● **What you are asked to do**: List each line of the rows below that contains the string "trunk". Matching is case-sensitive.

### Data records ###

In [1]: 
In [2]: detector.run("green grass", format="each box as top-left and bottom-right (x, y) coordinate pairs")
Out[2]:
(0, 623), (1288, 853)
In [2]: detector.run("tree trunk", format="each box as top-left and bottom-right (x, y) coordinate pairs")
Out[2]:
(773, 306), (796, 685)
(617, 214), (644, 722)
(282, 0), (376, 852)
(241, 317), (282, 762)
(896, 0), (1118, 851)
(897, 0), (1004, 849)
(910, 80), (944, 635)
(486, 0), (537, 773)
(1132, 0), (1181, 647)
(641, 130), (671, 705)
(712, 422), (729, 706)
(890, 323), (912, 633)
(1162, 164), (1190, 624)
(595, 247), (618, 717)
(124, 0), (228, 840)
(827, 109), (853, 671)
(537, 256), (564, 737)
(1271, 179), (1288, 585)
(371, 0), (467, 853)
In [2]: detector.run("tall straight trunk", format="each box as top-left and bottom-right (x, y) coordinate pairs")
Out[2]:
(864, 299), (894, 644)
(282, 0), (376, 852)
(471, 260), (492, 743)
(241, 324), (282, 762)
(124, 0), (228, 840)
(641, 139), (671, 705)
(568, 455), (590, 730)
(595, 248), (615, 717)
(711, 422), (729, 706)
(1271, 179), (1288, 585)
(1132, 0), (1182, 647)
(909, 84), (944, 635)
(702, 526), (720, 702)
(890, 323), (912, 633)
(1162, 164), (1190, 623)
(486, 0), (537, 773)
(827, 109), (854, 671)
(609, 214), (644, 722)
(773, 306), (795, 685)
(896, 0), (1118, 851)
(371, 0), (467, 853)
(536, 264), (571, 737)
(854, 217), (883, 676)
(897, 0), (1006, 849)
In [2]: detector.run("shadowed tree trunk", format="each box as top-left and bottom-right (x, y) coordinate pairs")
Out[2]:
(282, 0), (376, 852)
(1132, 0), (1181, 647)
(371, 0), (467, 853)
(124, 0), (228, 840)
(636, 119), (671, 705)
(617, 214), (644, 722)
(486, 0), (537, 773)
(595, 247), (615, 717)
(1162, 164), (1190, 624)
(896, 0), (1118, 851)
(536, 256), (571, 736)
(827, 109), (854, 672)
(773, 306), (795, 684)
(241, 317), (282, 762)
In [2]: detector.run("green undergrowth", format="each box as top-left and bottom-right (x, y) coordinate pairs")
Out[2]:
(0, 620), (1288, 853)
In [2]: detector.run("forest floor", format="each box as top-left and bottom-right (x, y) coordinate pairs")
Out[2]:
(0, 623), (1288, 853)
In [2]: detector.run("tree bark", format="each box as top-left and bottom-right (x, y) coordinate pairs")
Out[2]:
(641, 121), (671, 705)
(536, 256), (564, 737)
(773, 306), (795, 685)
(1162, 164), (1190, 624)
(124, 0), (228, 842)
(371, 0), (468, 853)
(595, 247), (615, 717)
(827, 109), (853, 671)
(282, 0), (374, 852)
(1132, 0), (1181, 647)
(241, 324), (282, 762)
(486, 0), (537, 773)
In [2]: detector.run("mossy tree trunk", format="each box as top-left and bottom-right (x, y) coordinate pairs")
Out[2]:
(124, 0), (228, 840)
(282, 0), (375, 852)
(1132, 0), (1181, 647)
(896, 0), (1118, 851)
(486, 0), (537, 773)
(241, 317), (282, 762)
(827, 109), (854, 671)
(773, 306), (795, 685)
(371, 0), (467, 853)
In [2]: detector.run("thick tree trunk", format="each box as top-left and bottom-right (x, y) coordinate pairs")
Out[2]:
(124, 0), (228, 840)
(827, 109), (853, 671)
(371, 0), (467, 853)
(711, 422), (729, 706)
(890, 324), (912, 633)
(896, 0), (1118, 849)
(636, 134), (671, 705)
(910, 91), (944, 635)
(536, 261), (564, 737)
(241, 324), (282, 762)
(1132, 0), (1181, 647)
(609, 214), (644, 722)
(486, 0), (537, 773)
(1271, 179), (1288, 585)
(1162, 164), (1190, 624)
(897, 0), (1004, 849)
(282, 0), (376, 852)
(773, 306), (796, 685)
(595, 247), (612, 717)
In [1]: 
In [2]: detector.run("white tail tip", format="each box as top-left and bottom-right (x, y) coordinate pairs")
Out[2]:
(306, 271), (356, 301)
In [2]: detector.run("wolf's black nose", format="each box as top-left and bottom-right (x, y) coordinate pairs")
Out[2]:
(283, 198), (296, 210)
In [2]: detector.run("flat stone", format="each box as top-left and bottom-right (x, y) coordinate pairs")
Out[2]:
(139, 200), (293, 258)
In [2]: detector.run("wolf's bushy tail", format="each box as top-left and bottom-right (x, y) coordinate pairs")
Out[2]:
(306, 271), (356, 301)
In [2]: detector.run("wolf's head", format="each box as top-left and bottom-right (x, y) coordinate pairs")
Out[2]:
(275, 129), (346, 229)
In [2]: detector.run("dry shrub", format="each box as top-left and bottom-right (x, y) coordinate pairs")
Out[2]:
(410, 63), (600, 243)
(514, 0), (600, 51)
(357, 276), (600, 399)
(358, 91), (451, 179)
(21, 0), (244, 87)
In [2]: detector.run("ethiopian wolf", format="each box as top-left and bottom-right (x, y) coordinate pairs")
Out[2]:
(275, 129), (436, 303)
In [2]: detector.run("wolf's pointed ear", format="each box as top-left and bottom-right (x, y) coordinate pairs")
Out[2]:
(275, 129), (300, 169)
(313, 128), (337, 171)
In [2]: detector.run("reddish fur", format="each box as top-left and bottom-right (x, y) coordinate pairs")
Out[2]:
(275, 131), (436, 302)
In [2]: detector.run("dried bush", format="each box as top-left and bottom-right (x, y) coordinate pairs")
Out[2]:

###

● **Response for this exercise**:
In [2]: detector.run("tree trunk", format="each box as top-left and bottom-right (x, y) coordinate pairs")
In [2]: detector.run("tall straight trunk", format="each box as top-left and bottom-right (x, y) coordinate pairs")
In [2]: detector.run("shadowed tree trunk", format="each box as top-left and bottom-right (x, y) coordinate pairs")
In [2]: detector.run("mossy tree trunk", format="each box as top-left and bottom-right (x, y) coordinate pairs")
In [2]: detector.run("thick tree trunk", format="each box as top-left and bottom-right (x, y) coordinate pairs")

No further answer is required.